SELECTED EXTRACT:

******

Emile-Othon Friesz (1879-1949)
Emile-Othon Friesz (1879-1949)

La baie du Bec d'Aigle

Details
Emile-Othon Friesz (1879-1949)
La baie du Bec d'Aigle
signed and dated 'Othon Friesz 07' (lower right)
oil on canvas
18 1/8 x 21 5/8 in. (46 x 55 cm.)
Painted in 1907
Provenance
Galerie Charpentier, Paris.
Anon. sale, Drouot Richelieu, Paris, 22 June 1994, lot 96.
Anon. sale, Hôtel Drouot, Paris, 1 April 1996, lot 242.
Literature
R. Martin and O. Aittouarès, Emile Othon Friesz, L'oeuvre peint, Paris, 1995, vol. I, p. 64, no. 44 (illustrated, and featured in color on the cover).

Lot Essay

Emile-Othon Friesz came to Paris in 1897 to attend Leon Bonnat's atelier at the Ecole des Beaux-Arts. His attendance at the academy overlapped with Henri Matisse and Charles Camoin, who were studying there under Gustave Moreau. It was also during this time that he became reacquainted with Raoul Dufy, whom he had met three years earlier when they were students together at the Ecole de Beaux-Arts in Le Havre. From 1902-1903 Friesz and Dufy shared a studio, and in 1904 they both had exhibitions at the Galerie des Collectionneurs.

A turning point in Friesz's career came in 1905 when some of his paintings were selected for exhibition in the Salon d'Automne at the Grand Palais. His paintings were installed in a room adjacent to room seven, where Derain, Camoin, Manguin, Matisse, Marquet and Vlaminck were showing. Their boldly colored canvases were the sensation of the Salon that year; critics referred to room seven as "la cage aux Fauves." Though Friesz's paintings were still largely rooted in the Impressionist style, he was certainly aware of the new direction being pursued by his friends. Indeed, the physicality of Friesz's brushwork and the vivid color of his palette indicate that the beginnings of Fauvism were already present in his work. After the 1905 exhibition Friesz took a studio with Matisse at the Convent des Oiseaux and in December of that year he exhibited in the company of Derain, Matisse, Camoin, Guérin, Manguin, Marquet and Vlaminck at Prath et Maynier.

******

(Region pointing data)
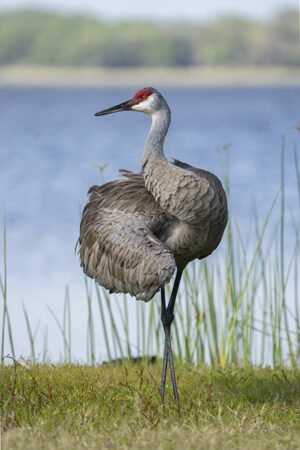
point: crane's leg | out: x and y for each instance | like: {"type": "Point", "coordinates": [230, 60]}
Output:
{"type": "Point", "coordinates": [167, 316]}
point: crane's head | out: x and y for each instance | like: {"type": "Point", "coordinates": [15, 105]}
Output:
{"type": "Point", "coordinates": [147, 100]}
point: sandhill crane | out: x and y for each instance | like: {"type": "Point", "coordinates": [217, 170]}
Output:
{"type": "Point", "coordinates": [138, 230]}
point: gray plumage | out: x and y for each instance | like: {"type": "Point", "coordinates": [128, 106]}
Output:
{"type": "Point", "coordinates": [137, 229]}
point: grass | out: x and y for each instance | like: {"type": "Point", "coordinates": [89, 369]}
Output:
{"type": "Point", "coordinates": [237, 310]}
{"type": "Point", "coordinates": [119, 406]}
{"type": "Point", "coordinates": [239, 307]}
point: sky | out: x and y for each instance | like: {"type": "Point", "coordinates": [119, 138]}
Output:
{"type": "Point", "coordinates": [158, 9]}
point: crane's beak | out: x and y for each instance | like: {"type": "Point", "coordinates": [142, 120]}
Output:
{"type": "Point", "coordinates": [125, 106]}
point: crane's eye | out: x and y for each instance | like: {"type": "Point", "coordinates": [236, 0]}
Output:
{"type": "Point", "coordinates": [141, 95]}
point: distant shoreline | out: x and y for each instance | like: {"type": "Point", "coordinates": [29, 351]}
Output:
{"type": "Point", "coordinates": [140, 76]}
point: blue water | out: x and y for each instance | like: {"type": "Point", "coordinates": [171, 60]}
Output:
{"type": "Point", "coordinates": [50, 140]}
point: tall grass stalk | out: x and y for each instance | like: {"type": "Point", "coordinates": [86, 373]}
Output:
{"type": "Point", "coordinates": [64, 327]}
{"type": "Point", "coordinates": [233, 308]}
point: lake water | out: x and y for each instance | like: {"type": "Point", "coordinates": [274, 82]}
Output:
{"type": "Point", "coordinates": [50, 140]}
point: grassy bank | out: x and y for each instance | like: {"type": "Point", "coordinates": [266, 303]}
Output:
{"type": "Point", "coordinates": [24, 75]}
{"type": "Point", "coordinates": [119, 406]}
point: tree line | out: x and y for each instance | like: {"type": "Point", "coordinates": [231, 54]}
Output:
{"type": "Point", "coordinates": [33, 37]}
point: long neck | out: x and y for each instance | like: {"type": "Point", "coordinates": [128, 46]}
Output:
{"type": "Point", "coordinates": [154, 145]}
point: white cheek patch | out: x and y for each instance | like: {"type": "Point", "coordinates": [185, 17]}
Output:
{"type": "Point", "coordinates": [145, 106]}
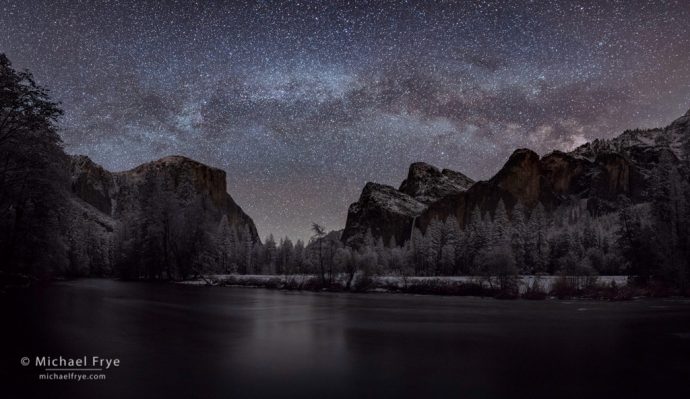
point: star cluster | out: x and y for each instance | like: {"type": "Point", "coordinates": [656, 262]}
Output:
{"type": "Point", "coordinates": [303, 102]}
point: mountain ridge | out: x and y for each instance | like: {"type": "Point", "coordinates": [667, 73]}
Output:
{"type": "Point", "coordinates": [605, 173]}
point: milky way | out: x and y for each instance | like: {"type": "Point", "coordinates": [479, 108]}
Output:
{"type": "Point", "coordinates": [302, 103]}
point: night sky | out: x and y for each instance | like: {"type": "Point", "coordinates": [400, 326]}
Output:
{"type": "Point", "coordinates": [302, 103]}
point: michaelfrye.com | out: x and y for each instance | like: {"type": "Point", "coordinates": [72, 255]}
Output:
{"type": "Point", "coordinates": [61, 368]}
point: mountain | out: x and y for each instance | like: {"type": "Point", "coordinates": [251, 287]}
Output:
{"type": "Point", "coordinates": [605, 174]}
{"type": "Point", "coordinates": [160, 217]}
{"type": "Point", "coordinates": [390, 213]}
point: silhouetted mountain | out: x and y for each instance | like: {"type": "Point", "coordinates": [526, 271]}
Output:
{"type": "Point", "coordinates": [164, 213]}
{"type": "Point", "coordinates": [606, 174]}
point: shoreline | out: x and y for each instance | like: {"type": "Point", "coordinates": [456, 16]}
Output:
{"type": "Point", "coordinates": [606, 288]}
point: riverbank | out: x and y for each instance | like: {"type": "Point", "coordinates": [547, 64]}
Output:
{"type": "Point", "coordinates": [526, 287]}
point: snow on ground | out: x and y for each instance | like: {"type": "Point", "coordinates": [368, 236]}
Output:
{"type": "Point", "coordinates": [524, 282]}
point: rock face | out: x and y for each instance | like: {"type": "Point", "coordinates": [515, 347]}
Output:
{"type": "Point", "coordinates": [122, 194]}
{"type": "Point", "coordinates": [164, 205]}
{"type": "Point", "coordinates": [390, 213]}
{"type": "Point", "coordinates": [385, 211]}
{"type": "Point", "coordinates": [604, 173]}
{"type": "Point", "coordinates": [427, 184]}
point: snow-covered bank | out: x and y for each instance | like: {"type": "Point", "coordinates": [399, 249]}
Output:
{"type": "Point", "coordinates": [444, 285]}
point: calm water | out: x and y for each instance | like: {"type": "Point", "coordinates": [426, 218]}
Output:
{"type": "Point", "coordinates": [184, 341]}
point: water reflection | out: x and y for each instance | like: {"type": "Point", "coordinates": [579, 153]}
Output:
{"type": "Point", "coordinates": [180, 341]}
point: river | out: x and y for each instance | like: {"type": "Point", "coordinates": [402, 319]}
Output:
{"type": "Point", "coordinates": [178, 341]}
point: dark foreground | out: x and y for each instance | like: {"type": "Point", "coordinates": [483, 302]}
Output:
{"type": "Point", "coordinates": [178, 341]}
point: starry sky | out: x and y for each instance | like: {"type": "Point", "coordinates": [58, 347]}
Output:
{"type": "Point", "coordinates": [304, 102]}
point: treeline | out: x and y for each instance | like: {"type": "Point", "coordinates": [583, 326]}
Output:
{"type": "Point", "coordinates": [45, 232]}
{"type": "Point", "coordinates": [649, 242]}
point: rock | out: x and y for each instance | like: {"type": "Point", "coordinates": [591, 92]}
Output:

******

TASK TO COMPLETE:
According to the lot essay, in what year did Friesz and Dufy both have exhibitions at the Galerie des Collectionneurs? This material was taken from a different source than the text.

WRITTEN SOLUTION:
1904